TASK GOAL – Please arrange the records from the line with "target=man's neck" to the line with "left=186, top=0, right=360, bottom=174", including both of those lines, as a numbered list. Leave out any blank lines.

GIVEN DATA –

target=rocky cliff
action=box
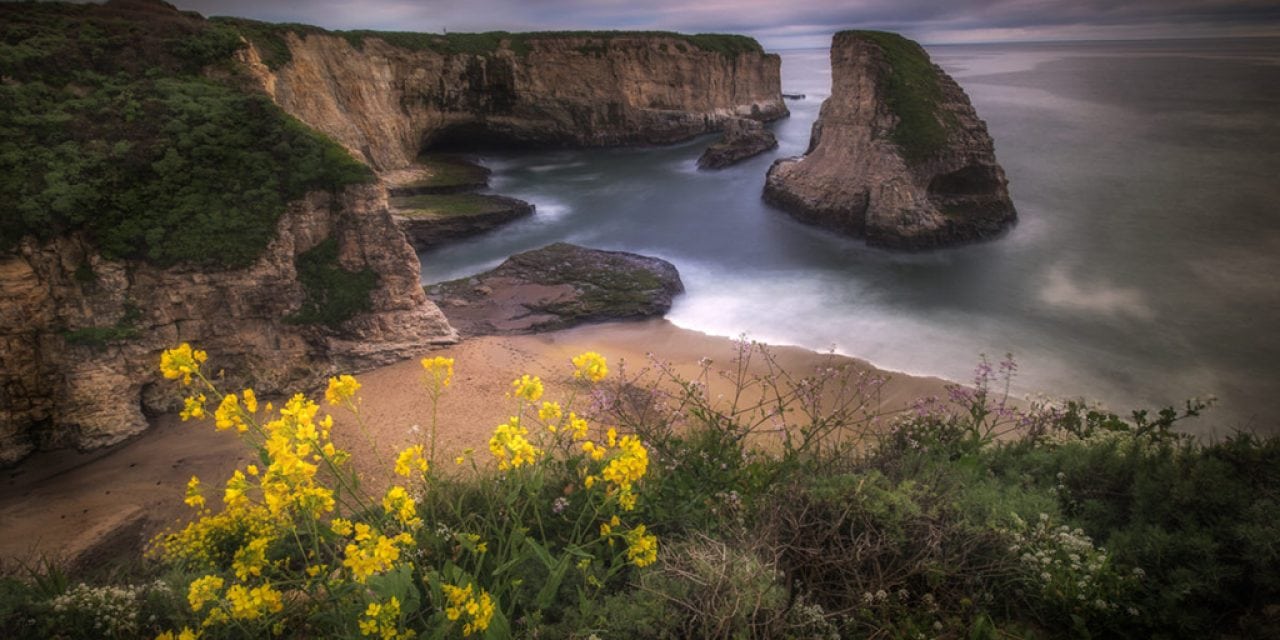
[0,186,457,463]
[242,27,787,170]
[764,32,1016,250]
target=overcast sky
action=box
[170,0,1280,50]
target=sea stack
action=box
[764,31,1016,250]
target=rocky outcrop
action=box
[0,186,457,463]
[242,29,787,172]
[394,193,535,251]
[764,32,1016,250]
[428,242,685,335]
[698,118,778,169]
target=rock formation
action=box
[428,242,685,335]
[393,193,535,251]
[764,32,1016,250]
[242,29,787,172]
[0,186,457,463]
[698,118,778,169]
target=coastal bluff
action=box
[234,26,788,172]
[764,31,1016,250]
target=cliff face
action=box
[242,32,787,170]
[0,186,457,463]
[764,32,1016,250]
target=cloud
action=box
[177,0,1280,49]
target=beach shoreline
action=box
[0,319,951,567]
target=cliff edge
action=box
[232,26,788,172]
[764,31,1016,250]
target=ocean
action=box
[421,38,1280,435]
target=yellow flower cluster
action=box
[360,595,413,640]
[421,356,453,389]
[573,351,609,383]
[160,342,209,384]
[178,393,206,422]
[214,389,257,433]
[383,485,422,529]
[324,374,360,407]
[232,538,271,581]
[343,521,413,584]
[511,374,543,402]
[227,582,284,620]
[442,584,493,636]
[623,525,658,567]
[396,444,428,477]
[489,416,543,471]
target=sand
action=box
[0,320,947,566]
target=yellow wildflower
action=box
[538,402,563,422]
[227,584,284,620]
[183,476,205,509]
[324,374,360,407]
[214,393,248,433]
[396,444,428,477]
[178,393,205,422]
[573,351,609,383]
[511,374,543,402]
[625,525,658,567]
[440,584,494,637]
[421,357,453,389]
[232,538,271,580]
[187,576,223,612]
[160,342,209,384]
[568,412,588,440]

==

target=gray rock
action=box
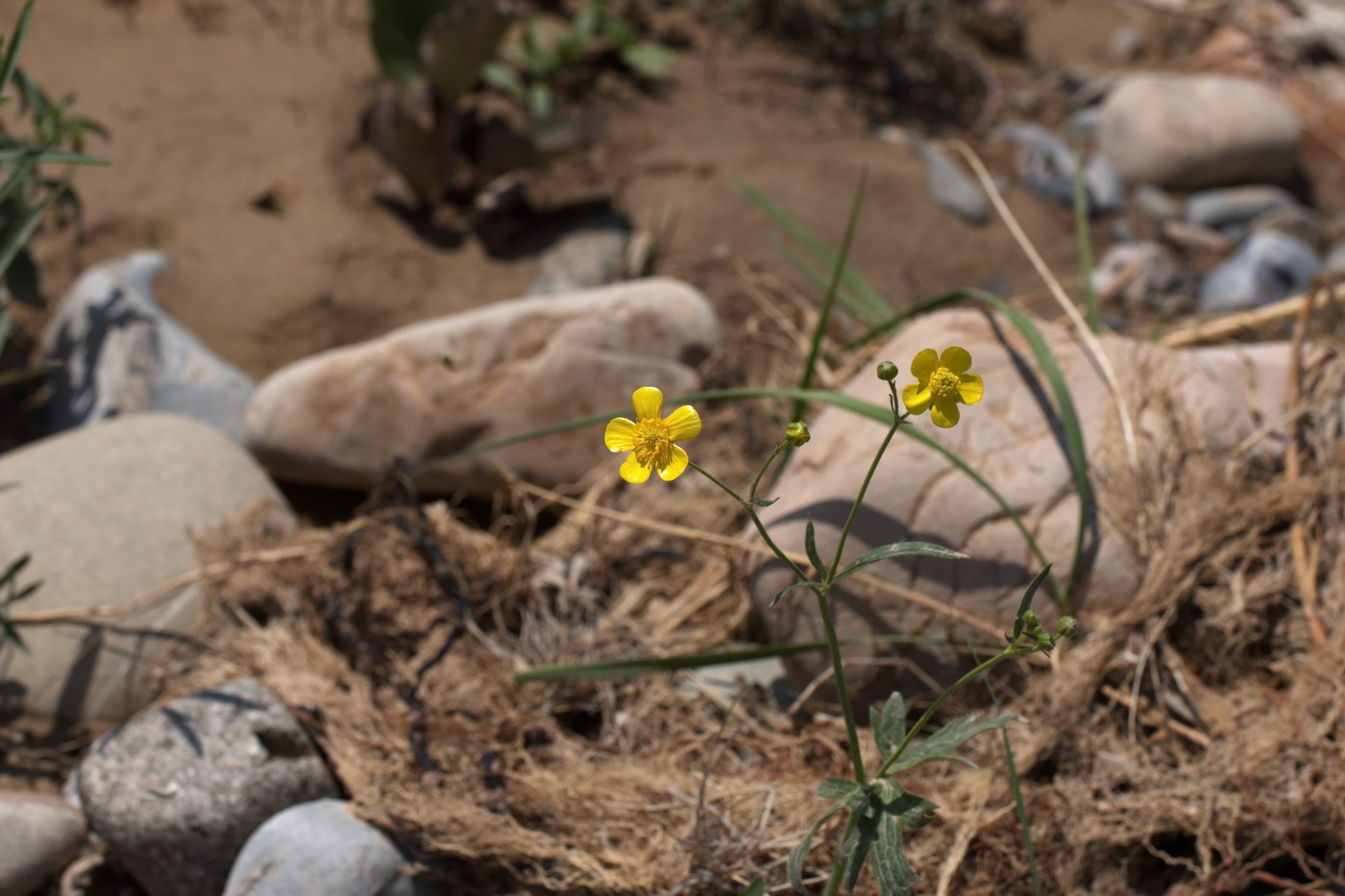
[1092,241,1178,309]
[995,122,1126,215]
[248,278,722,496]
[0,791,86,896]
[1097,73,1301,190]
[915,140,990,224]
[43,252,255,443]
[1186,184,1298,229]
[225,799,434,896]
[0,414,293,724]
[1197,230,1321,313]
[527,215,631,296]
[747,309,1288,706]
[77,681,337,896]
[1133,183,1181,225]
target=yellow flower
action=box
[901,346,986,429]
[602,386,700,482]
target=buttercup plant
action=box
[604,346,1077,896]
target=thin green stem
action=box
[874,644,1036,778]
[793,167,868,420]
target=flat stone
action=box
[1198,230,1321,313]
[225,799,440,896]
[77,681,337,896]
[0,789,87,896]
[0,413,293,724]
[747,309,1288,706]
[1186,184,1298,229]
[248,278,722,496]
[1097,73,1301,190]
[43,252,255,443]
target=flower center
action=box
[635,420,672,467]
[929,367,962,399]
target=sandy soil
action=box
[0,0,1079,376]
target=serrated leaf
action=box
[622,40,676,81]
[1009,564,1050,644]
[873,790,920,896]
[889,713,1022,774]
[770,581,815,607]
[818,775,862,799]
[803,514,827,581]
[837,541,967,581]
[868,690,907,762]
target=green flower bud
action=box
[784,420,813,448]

==

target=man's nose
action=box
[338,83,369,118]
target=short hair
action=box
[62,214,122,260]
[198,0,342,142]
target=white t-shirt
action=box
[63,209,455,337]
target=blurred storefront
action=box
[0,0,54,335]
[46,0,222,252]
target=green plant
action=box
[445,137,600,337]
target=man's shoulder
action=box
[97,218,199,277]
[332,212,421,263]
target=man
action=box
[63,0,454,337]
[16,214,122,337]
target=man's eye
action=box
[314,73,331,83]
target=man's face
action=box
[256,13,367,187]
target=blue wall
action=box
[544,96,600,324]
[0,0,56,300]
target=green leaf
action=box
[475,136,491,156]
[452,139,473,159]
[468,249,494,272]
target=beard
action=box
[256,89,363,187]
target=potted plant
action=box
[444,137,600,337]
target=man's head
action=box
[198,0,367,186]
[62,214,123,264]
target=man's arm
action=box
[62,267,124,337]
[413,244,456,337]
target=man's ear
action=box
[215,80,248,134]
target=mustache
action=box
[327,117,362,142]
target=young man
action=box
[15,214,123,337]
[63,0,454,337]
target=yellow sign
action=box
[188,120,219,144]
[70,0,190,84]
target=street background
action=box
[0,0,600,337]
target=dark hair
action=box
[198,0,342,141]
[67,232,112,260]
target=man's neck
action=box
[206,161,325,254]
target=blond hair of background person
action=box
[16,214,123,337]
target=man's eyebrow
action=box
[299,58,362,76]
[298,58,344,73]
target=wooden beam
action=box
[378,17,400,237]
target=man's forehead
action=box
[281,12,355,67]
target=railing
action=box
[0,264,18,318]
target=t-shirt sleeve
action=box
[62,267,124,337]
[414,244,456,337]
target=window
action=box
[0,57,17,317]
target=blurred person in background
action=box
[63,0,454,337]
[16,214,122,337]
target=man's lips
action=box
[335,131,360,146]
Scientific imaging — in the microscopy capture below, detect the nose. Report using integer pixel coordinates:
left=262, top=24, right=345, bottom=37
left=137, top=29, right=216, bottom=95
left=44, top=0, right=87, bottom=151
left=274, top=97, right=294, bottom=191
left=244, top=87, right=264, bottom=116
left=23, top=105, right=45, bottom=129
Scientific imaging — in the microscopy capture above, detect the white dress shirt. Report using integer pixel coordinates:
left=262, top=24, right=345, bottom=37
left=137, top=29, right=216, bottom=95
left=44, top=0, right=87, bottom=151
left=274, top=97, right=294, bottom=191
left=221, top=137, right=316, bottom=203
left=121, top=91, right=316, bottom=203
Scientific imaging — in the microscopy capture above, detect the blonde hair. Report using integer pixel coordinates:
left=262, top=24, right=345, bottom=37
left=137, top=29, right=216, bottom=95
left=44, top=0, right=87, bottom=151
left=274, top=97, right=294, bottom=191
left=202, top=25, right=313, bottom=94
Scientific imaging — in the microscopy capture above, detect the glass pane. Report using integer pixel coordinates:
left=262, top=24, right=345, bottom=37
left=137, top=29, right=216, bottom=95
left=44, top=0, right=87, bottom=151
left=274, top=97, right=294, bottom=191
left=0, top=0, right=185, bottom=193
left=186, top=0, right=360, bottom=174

EXERCISE RESULT –
1. target=man's neck
2. action=box
3. [206,161,325,254]
4. target=blond hair of background person
5. action=box
6. [16,214,123,337]
7. target=man's eyebrow
8. action=box
9. [299,58,362,76]
10. [298,58,344,73]
11. target=wooden beam
12. action=box
13. [378,17,400,237]
14. target=man's forehead
15. action=box
16. [281,12,355,67]
17. target=railing
18. action=box
19. [0,264,18,318]
20. target=t-shirt sleeve
21. action=box
22. [62,267,124,337]
23. [414,244,456,337]
24. target=window
25. action=box
26. [0,57,17,317]
27. target=blurred person in background
28. action=box
29. [63,0,454,337]
30. [16,214,122,337]
31. target=man's lips
32. action=box
33. [335,131,360,146]
34. Scientific imaging — in the microscopy capture below, detect the nose. Report using integer pixel coordinates:
35. left=262, top=24, right=345, bottom=37
36. left=137, top=29, right=216, bottom=95
37. left=44, top=0, right=87, bottom=151
38. left=274, top=97, right=294, bottom=191
39. left=244, top=87, right=264, bottom=116
40. left=23, top=105, right=45, bottom=129
41. Scientific imaging — in the microscopy capture above, detect the white dress shirt. Report using integer pixel coordinates:
42. left=262, top=24, right=345, bottom=37
43. left=137, top=29, right=216, bottom=95
44. left=44, top=0, right=87, bottom=151
45. left=274, top=97, right=294, bottom=191
46. left=221, top=137, right=316, bottom=203
47. left=121, top=91, right=316, bottom=203
48. Scientific imaging — in the microscopy capture above, detect the blonde hair. Report using integer pixel coordinates:
49. left=262, top=24, right=345, bottom=37
50. left=137, top=29, right=216, bottom=95
51. left=44, top=0, right=87, bottom=151
52. left=274, top=97, right=294, bottom=191
53. left=202, top=25, right=313, bottom=94
54. Scientific imaging — in the microscopy capture above, detect the glass pane. Report using integer pixel coordinates:
55. left=262, top=24, right=345, bottom=37
56. left=137, top=29, right=216, bottom=95
57. left=44, top=0, right=87, bottom=151
58. left=274, top=97, right=294, bottom=191
59. left=0, top=0, right=185, bottom=193
60. left=186, top=0, right=360, bottom=174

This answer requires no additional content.